----- Data section -----

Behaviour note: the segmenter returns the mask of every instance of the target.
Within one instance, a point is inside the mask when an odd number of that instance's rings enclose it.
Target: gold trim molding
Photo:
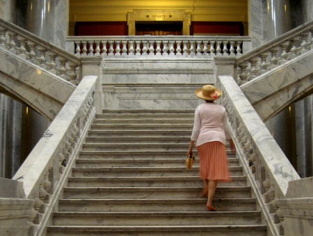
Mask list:
[[[136,22],[182,22],[183,35],[190,36],[191,13],[185,10],[134,10],[127,13],[128,35],[136,34]]]

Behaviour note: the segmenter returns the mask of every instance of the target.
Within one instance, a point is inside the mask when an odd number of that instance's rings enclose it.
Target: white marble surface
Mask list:
[[[83,102],[97,79],[95,76],[84,77],[13,177],[13,179],[20,178],[23,182],[26,198],[32,197],[31,194],[36,190],[37,181],[42,179],[42,175],[45,175],[51,166],[53,158],[58,153],[63,143],[65,134],[83,106]]]
[[[249,36],[254,49],[263,44],[263,4],[259,0],[249,0],[248,4]]]
[[[103,65],[104,109],[194,109],[194,95],[215,84],[211,58],[107,58]]]
[[[309,52],[241,86],[263,120],[267,120],[313,85]]]
[[[236,113],[241,115],[244,125],[249,130],[255,148],[262,155],[282,194],[286,194],[289,181],[300,178],[298,173],[234,79],[229,76],[219,78],[221,86],[232,98]]]
[[[0,63],[2,86],[49,120],[54,119],[76,87],[1,49]]]
[[[65,49],[66,36],[68,36],[70,0],[55,0],[55,4],[54,39],[51,42]]]
[[[34,201],[0,198],[0,235],[27,236]]]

-----

Rewrite every line of the records above as a numbered list. Skip blank lines and leave out the pictures.

1. Behaviour note: the segmenter returns the mask of every instance of the target.
2. Within one instance, a point is inside the mask when an odd number of that instance's rings enclose it.
3. Target: gold trim molding
4. Photo:
5. Mask list:
6. [[[136,22],[182,22],[183,35],[190,36],[191,13],[185,10],[134,10],[127,13],[128,35],[136,34]]]
7. Behaviour note: the segmenter returns the mask of every instance of the target.
8. Within one instance, a point is inside the mask when an odd number of that instance's rings enclose it.
9. Target: white marble surface
10. Mask list:
11. [[[83,102],[97,79],[95,76],[84,77],[13,177],[13,179],[20,178],[23,182],[26,198],[32,197],[31,194],[36,190],[37,181],[42,179],[42,175],[45,175],[51,166],[53,158],[58,153],[63,143],[65,134],[83,106]]]
12. [[[249,36],[254,49],[263,44],[263,4],[259,0],[249,0],[248,4]]]
13. [[[103,65],[104,109],[194,109],[194,95],[215,84],[211,58],[107,58]]]
14. [[[309,52],[241,86],[263,120],[267,120],[313,85]]]
15. [[[236,113],[241,115],[244,125],[249,130],[255,148],[262,155],[282,194],[286,194],[289,181],[300,178],[298,173],[234,79],[229,76],[219,78],[221,86],[232,98]]]
16. [[[0,63],[2,86],[49,120],[54,119],[76,87],[1,49]]]
17. [[[65,49],[66,36],[68,36],[70,0],[55,0],[55,4],[54,39],[51,42]]]
18. [[[34,201],[0,198],[0,235],[27,236]]]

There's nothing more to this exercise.